BEGIN TEXT PASSAGE

Irish politician and medical doctor (1893–1955)

Patrick MacCarvill (23 May 1893 – 16 March 1955) was an Irish politician and medical doctor.

==Biography==
He was born in Raw, County Monaghan, the son of farmers John McCarvill and Susan Moyna.

He was elected as an anti-Treaty Sinn Féin Teachta Dála (TD) to the 3rd Dáil at the 1922 general election for the Monaghan constituency but did not take his seat because of the absentionist policy of Sinn Féin.

MacCarvill studied at University College Dublin (UCD) and was a medical doctor, as was his son. Prior to being fully qualified MacCarvill helped in training of members of Cumann na mBan after the 1916 Easter Rising, and during the Irish War of Independence in first aid in Harcourt Street, along with Kathleen Lynn and Dr Geraghty. During his time in UCD he played Gaelic football winning the Sigerson Cup medals in 1917 and 1918. He also played soccer which caused him difficulties with the GAA in the College.

His selection as candidate for the 1922 general election was controversial since the anti-Treaty side selected MacCarvill instead of outgoing TD Seán MacEntee. The pro-Treaty side claimed this breached the electoral pact which would have resulted in two pro-Treaty and one anti-Treaty candidates being elected without a contest. As a result of the selection of MacCarvill, the pro-Treaty side stood an independent candidate Thomas McHugh which forced an election. MacCarvill was elected.

He was re-elected at the 1923 general election and once again did not take his seat. He was elected as a Fianna Fáil TD at the June 1927 general election and took his seat on 12 August 1927 along with the other Fianna Fáil TDs. He did not contest the September 1927 general election, being succeeded as Fianna Fáil TD by Conn Ward.

END TEXT PASSAGE
BEGIN GIVEN DATA

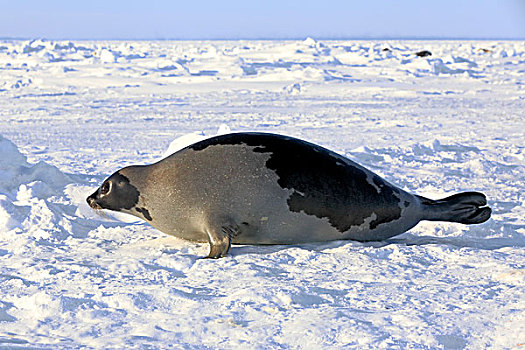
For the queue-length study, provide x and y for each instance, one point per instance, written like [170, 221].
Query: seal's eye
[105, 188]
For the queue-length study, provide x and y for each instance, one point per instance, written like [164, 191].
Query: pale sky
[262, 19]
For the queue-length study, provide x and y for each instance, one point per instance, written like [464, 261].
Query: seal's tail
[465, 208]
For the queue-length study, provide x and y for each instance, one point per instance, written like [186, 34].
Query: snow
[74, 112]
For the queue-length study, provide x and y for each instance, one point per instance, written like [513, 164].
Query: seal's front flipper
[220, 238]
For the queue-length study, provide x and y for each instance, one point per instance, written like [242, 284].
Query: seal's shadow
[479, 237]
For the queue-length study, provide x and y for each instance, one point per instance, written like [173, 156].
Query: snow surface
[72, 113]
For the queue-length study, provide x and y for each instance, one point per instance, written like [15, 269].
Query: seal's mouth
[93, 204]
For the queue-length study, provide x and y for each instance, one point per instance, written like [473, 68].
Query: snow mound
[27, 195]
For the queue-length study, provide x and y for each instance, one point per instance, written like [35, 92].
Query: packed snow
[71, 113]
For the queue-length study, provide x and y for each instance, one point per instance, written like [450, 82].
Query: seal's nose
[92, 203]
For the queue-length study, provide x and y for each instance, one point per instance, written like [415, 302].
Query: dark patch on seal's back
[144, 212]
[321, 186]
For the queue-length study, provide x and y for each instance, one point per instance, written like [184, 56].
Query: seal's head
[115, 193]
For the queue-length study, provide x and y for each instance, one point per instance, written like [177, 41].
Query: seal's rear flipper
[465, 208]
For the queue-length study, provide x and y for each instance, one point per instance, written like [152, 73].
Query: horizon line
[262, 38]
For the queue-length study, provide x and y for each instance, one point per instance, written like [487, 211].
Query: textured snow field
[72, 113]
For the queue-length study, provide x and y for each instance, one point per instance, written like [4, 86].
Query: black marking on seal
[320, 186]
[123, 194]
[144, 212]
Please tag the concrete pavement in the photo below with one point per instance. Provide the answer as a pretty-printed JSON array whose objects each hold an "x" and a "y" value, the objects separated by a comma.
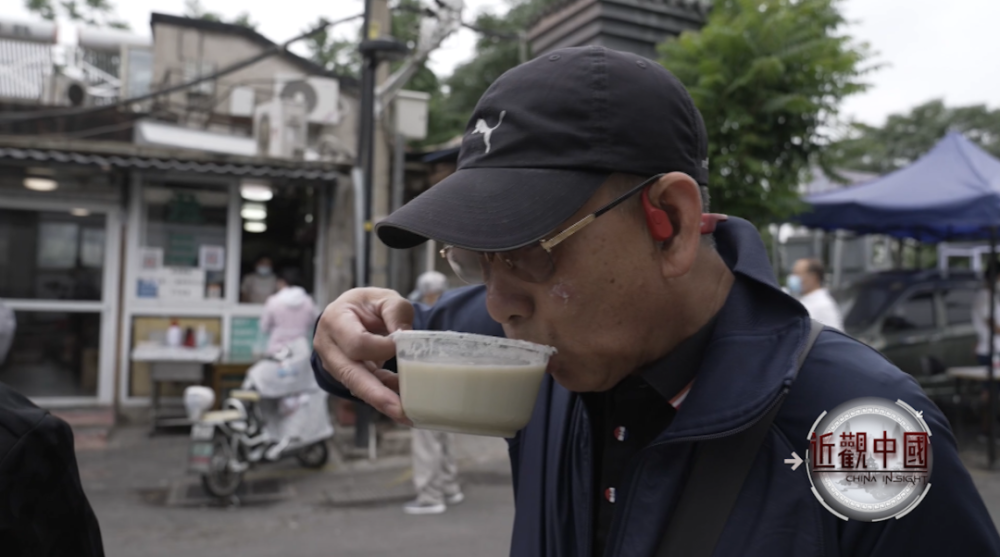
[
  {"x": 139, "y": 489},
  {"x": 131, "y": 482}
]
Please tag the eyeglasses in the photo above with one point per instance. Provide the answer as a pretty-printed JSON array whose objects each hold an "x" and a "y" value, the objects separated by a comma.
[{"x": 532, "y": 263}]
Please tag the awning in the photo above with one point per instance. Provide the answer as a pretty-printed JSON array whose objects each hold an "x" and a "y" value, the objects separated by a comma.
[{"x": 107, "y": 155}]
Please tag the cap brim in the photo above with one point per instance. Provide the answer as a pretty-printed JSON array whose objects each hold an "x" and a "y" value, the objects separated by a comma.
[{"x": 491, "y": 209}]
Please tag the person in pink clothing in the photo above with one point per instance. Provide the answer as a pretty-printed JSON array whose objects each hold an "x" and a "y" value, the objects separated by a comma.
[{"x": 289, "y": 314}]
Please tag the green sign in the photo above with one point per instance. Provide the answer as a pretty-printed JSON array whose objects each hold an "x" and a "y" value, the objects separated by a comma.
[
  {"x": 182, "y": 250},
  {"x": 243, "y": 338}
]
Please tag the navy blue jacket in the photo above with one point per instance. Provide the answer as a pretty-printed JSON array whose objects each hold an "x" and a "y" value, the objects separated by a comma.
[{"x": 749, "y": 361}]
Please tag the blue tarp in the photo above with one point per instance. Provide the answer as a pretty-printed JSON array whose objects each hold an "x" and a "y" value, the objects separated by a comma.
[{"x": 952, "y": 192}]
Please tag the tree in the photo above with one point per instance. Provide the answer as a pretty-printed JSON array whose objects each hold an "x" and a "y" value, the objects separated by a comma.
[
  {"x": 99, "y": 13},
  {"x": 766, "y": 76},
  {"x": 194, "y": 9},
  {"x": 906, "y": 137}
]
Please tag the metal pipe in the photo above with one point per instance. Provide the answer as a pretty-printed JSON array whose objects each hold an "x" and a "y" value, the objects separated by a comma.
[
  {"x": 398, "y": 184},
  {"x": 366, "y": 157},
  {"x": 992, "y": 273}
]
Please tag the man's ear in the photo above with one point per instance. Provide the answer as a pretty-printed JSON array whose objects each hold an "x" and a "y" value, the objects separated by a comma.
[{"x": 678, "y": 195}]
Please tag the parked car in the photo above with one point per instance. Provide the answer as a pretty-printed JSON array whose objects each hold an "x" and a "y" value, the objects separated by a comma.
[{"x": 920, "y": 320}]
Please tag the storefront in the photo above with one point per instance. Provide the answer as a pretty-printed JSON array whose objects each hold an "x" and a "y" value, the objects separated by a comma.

END GIVEN DATA

- [ACTIONS TO TAKE]
A: In the text about Patrick MacCarvill, which cup did he win medals in while playing Gaelic football at UCD?
B: List every general election that the text about Patrick MacCarvill mentions.
C: Carry on the text about Patrick MacCarvill, starting after its last sentence.

- [ANSWERS TO THE EXERCISE]
A: The Sigerson Cup, in 1917 and 1918.

B:
- The 1922 general election
- The 1923 general election
- The June 1927 general election
- The September 1927 general election

C:
===Conn Ward controversy===
MacCarvill became a central figure in the political controversy that led to the resignation of Dr Conn Ward from government in 1946. The dispute began after Ward, managing director and majority shareholder of the Monaghan Curing Company, dismissed MacCarvill's brother, John MacCarvill, from his position as manager. Ward maintained that the dismissal was in the interests of the company's shareholders and was intended to allow Ward's own son to assume the role.

In May 1946, Patrick MacCarvill submitted a formal complaint to Taoiseach Éamon de Valera protesting his brother's dismissal. He also made a series of allegations concerning Ward's conduct, including claims that Ward had received payments from the salaries of temporary medical officers employed during his absence from medical practice, and that certain bacon sales had not been recorded in the company's accounts. De Valera regarded the allegations as potentially reflecting on Ward's conduct as a member of the government and ordered that the correspondence be made public in the Dáil.

Ward initially indicated that he intended to pursue legal action for libel, but instead requested a judicial inquiry into the allegations. A tribunal was established within days and, after hearing evidence, cleared Ward of the principal accusations, including those relating to the dismissal of John MacCarvill. However, it found that the company had failed to declare some trading activity and had submitted incomplete tax returns. Ward resigned as Parliamentary Secretary during the inquiry, and de Valera did not seek to defend him politically.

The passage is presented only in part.